**Stated goal:**
Pick out every line in the rows below that contains the word "mountain", and copy each one in full.
──────── Task material
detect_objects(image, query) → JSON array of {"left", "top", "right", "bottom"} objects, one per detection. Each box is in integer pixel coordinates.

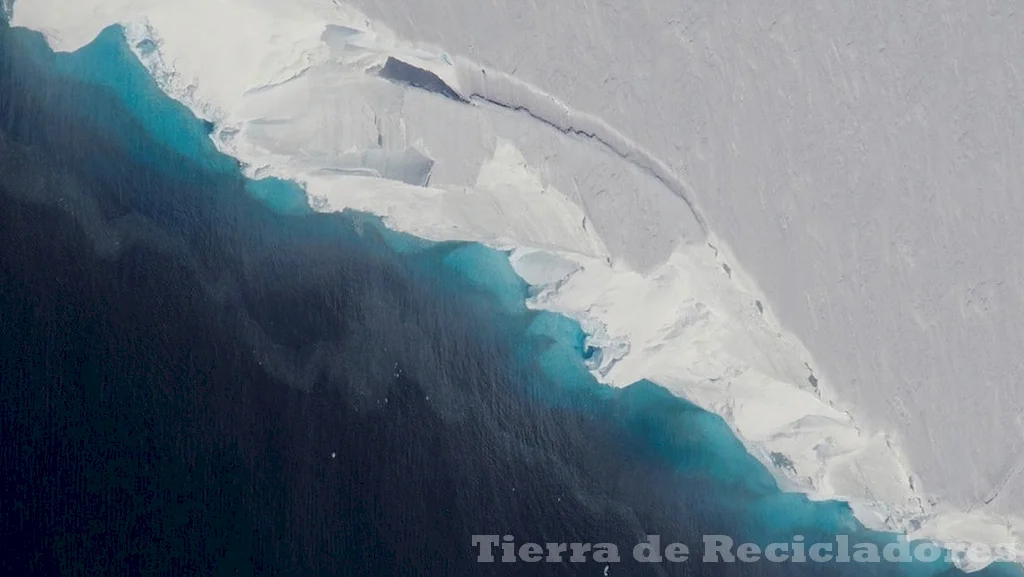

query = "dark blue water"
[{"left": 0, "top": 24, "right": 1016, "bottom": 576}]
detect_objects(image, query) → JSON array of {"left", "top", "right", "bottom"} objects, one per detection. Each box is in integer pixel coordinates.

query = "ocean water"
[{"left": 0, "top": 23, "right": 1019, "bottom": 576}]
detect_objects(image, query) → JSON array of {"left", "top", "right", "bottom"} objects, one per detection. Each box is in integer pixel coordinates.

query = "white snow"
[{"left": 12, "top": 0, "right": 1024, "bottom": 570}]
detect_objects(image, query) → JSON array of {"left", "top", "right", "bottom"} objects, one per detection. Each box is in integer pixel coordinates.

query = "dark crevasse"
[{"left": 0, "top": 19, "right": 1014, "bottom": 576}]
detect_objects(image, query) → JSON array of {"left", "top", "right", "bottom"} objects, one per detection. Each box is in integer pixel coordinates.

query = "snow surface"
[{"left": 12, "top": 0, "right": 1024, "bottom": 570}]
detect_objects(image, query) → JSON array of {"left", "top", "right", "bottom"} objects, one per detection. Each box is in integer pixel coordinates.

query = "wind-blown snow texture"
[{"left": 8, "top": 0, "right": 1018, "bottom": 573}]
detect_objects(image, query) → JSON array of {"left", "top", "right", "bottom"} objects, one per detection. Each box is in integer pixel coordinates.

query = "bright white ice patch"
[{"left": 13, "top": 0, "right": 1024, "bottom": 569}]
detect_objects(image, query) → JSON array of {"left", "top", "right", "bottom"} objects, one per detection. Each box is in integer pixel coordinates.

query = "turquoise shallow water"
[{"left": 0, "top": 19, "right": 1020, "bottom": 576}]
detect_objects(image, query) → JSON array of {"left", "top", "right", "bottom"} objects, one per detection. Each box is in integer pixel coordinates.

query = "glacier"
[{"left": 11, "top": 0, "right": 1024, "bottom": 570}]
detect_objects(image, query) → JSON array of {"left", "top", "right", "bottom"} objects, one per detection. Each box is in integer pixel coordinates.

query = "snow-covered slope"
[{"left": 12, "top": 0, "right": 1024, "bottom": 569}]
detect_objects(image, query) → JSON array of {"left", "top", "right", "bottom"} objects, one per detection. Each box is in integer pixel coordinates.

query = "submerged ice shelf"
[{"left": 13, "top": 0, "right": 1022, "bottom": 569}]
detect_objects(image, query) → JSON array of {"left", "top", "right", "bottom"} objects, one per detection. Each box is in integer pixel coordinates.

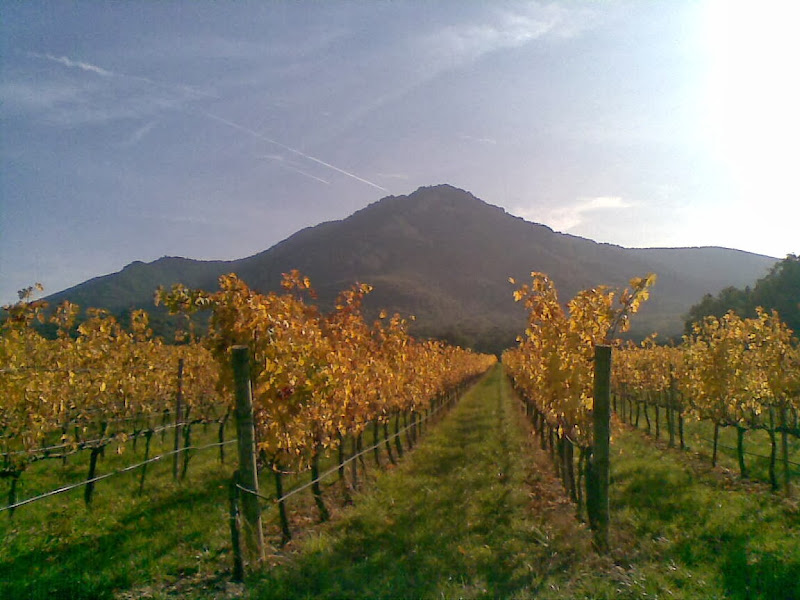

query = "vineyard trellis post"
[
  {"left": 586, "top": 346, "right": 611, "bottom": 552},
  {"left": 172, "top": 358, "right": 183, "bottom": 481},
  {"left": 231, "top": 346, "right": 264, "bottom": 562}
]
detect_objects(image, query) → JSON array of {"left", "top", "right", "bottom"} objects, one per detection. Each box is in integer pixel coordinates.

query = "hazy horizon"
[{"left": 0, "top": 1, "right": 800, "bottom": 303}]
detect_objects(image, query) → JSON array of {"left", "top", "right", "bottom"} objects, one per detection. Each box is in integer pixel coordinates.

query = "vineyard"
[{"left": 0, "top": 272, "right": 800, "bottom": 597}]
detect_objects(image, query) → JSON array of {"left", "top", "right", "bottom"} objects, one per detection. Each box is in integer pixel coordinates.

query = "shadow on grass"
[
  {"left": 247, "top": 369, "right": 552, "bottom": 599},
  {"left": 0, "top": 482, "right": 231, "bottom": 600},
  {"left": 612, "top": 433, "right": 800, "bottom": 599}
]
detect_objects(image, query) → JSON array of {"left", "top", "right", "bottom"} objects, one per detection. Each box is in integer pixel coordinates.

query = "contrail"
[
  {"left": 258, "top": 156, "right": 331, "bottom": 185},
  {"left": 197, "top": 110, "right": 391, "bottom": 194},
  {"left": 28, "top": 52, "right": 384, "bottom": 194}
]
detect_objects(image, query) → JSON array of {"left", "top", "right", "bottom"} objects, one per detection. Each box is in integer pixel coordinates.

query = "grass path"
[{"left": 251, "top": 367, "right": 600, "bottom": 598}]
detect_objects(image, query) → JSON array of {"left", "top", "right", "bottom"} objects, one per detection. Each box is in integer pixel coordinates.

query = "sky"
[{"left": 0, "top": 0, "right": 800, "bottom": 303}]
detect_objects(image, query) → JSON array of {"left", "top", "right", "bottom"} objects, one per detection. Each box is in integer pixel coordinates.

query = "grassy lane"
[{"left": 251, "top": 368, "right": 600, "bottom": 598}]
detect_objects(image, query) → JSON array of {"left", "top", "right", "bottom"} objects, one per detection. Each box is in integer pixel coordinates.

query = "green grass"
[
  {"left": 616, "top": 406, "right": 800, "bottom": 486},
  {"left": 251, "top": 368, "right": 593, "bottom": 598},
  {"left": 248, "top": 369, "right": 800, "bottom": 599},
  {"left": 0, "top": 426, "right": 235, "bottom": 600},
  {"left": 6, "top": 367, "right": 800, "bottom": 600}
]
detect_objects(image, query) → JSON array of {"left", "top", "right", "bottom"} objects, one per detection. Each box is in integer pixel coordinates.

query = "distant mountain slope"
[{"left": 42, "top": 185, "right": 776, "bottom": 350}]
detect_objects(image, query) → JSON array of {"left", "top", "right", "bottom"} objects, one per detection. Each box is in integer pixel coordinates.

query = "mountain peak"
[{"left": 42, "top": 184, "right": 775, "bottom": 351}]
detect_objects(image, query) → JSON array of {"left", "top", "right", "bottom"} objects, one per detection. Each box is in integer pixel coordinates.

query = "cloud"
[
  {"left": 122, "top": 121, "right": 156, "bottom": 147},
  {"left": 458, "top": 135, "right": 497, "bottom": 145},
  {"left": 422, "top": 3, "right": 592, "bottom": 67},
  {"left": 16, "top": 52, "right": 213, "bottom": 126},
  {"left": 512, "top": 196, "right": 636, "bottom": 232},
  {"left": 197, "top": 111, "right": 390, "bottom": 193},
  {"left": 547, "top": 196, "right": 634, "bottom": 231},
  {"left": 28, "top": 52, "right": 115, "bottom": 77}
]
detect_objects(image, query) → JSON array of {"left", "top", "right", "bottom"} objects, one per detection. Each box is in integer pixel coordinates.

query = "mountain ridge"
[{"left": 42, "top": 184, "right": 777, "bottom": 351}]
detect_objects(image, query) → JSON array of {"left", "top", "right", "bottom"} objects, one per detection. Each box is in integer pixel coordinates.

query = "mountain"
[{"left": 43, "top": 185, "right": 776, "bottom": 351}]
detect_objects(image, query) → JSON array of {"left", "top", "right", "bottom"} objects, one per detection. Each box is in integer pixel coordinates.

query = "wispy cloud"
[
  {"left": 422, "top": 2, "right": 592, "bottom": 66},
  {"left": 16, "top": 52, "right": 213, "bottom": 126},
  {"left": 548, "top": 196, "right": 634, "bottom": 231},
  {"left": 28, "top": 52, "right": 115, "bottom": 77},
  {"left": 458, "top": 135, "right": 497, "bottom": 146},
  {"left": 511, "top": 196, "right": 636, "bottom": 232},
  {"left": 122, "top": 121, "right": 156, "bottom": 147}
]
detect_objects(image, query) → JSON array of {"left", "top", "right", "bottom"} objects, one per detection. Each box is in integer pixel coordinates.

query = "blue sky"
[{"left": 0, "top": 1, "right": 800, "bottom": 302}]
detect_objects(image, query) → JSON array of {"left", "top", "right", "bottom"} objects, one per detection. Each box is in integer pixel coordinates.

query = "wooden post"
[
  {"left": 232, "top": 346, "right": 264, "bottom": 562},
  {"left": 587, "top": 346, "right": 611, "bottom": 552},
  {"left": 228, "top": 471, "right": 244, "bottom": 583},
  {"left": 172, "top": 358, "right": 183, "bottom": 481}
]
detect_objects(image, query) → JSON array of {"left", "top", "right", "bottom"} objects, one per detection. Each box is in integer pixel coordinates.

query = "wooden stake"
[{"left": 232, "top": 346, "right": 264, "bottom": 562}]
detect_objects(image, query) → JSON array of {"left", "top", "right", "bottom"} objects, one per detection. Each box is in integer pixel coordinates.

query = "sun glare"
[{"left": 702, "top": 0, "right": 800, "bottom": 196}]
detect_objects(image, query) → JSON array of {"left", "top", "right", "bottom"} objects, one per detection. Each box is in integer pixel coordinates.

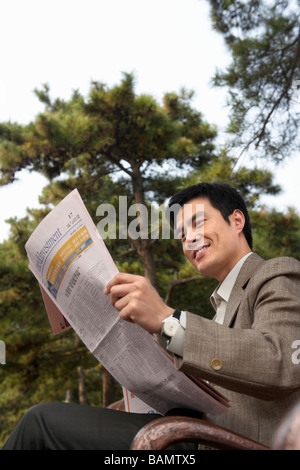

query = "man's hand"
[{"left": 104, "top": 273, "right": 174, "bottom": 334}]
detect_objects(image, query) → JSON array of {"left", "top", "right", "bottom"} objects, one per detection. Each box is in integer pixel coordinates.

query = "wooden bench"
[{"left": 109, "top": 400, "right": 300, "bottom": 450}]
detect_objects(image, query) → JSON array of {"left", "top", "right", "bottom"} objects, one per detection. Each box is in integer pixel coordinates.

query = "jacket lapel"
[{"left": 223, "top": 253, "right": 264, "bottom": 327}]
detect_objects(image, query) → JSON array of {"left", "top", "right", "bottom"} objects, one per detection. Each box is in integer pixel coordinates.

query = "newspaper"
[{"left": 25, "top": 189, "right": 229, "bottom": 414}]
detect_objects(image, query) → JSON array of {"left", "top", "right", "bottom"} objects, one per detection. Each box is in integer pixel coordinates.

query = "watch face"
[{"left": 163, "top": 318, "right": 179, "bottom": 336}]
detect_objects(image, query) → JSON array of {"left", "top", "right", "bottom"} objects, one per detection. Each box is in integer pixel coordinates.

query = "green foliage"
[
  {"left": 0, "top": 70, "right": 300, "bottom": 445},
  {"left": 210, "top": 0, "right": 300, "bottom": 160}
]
────────────────
**The reply:**
query = "distant mountain slope"
query = "mountain peak"
query = "mountain ridge"
query = "mountain"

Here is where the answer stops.